** Prompt A **
Reproduce part of the listing below verbatim. Begin at the line that contains "Detects the spotted" and continue through the final line of the listing.

** Extracted text **

A Zig implementation of the One Billion Row Challenge - processing 1 billion temperature measurements (13GB file) as fast as possible. This implementation uses multi-threading, memory-mapped files, SIMD vector operations, and cache-friendly data structures to achieve high performance parsing and aggregation.
The challenge: Read a text file with 1 billion rows of city name and temperature pairs, calculate min/mean/max temperature per city, and output results sorted alphabetically.
All results are run on my local Apple M3 Pro (12 cores) with 32gb RAM
- Baseline implementation:
02:43.260 - Winner thomaswue implementation:
00:01.212
- Working single threaded implementation:
00:21.981- Optimized buffer parsing
- Stack allocated slice with forward-probing as hash map for storage
- Minimized branching
- Zero heap allocations
- Switch to custom integer parsing:
00:20.654 - Implement multi-threading:
00:05.136 - Use memory-mapped file:
00:02.489 - Remove several memory copying scenarios:
00:02.232 - Switch from mod to bitwise and with power of 2 hash-table:
00:02.184 - Merge Slot and Stat structs to avoid cache misses:
00:02.171 - Use SIMD for semicolon and new-line lookup:
00:01.572
zig build -Doptimize=ReleaseFast
time zig-out/bin/1brc measurements.txt

** Prompt B **
According to the opening paragraph of the One Billion Row Challenge text above, which techniques does the Zig implementation use to reach high performance? List them all.

** Supplied records **
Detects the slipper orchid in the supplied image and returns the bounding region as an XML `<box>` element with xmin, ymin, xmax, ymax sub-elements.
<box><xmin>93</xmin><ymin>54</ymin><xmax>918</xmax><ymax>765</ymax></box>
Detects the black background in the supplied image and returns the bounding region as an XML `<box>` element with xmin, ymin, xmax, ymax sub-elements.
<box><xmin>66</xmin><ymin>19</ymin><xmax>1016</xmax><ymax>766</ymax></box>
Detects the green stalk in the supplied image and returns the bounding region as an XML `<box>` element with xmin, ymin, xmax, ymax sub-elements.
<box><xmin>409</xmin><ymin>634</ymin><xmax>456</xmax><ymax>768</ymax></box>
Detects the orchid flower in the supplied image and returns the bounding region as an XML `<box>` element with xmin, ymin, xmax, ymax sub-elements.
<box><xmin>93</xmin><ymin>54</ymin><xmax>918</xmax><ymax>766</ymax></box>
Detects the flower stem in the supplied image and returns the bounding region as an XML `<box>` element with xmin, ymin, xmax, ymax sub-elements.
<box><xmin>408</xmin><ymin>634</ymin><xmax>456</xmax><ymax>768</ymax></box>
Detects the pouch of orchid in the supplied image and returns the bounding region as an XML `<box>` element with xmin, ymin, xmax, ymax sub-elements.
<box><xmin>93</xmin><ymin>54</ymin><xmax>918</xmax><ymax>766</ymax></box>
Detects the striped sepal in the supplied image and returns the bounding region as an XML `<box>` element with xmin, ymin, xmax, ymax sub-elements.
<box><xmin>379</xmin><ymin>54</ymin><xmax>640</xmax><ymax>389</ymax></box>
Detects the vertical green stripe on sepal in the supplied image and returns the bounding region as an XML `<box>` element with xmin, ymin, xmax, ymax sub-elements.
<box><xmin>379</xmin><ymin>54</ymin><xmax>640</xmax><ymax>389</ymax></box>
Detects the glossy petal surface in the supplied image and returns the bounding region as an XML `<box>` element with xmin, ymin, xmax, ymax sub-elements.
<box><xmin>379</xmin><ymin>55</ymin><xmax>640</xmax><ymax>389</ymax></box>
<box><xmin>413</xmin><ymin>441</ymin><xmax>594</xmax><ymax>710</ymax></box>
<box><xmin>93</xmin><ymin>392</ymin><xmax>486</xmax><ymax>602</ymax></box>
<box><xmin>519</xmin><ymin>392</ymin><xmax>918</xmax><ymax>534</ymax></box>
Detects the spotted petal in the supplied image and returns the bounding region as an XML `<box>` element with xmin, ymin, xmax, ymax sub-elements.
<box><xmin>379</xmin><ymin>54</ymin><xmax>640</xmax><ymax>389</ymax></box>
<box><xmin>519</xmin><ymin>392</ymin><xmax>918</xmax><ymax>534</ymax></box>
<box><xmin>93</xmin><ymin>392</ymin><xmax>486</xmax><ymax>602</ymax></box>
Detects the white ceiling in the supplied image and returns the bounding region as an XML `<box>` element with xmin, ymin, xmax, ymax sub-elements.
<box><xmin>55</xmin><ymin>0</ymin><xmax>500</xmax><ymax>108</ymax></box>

** Expected answer A **
Detects the spotted petal in the supplied image and returns the bounding region as an XML `<box>` element with xmin, ymin, xmax, ymax sub-elements.
<box><xmin>379</xmin><ymin>54</ymin><xmax>640</xmax><ymax>389</ymax></box>
<box><xmin>519</xmin><ymin>392</ymin><xmax>918</xmax><ymax>534</ymax></box>
<box><xmin>93</xmin><ymin>392</ymin><xmax>486</xmax><ymax>602</ymax></box>
Detects the white ceiling in the supplied image and returns the bounding region as an XML `<box>` element with xmin, ymin, xmax, ymax sub-elements.
<box><xmin>55</xmin><ymin>0</ymin><xmax>500</xmax><ymax>108</ymax></box>

** Expected answer B **
- Multi-threading
- Memory-mapped files
- SIMD vector operations
- Cache-friendly data structures